> [Records shown]:
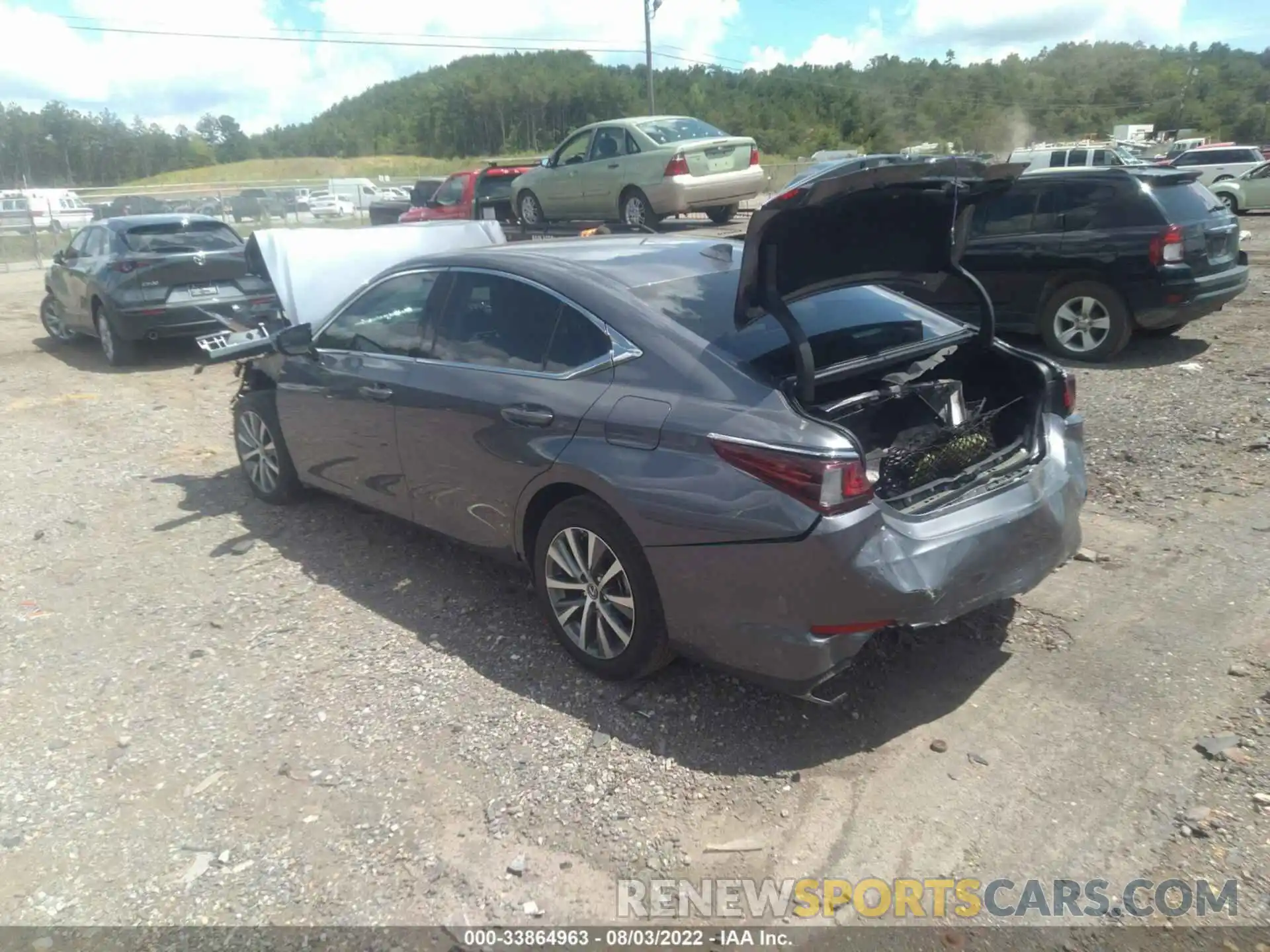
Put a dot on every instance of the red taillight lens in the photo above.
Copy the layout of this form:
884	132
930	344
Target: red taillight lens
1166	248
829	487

==

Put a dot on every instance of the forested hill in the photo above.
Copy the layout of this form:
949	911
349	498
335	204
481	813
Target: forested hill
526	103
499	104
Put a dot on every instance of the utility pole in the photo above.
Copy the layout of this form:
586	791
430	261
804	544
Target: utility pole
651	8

==

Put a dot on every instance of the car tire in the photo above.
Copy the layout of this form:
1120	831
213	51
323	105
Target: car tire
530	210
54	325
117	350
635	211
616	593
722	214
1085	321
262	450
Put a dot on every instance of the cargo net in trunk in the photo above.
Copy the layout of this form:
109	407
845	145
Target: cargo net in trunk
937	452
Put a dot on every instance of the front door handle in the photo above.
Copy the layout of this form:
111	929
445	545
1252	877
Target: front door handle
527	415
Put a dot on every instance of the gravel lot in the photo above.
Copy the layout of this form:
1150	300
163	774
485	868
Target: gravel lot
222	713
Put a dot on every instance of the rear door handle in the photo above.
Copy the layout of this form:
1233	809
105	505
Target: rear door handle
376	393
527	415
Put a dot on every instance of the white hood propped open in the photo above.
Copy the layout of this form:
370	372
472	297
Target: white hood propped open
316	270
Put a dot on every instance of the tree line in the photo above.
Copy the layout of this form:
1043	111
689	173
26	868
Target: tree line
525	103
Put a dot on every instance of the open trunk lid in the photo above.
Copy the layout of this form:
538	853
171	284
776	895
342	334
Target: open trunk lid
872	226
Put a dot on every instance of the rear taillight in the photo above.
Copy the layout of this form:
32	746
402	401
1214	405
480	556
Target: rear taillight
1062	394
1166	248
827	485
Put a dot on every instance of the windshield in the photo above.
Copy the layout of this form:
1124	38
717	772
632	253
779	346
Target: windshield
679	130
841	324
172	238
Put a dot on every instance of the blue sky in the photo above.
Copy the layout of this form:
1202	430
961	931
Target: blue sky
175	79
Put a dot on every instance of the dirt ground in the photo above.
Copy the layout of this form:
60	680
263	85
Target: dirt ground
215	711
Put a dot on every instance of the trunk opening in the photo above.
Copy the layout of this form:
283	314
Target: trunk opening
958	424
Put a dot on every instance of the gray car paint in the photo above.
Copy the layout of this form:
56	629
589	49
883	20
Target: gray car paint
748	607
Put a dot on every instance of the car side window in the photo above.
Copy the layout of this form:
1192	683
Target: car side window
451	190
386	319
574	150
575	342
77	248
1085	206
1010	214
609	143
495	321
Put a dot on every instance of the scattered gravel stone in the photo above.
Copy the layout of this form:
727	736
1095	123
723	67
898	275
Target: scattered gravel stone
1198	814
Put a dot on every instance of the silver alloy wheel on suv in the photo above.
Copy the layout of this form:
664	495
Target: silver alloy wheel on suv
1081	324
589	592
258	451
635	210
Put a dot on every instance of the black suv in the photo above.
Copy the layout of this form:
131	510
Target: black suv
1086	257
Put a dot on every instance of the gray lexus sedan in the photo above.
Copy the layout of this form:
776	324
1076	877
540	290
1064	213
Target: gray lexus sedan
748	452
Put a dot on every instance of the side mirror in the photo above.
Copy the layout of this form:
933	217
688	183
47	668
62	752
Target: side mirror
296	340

> [What you will do]: Show each line above that contains the string "window". Case counts.

> [Task result]:
Put a dot on every instance of the car side window in the photo above.
Target: car side window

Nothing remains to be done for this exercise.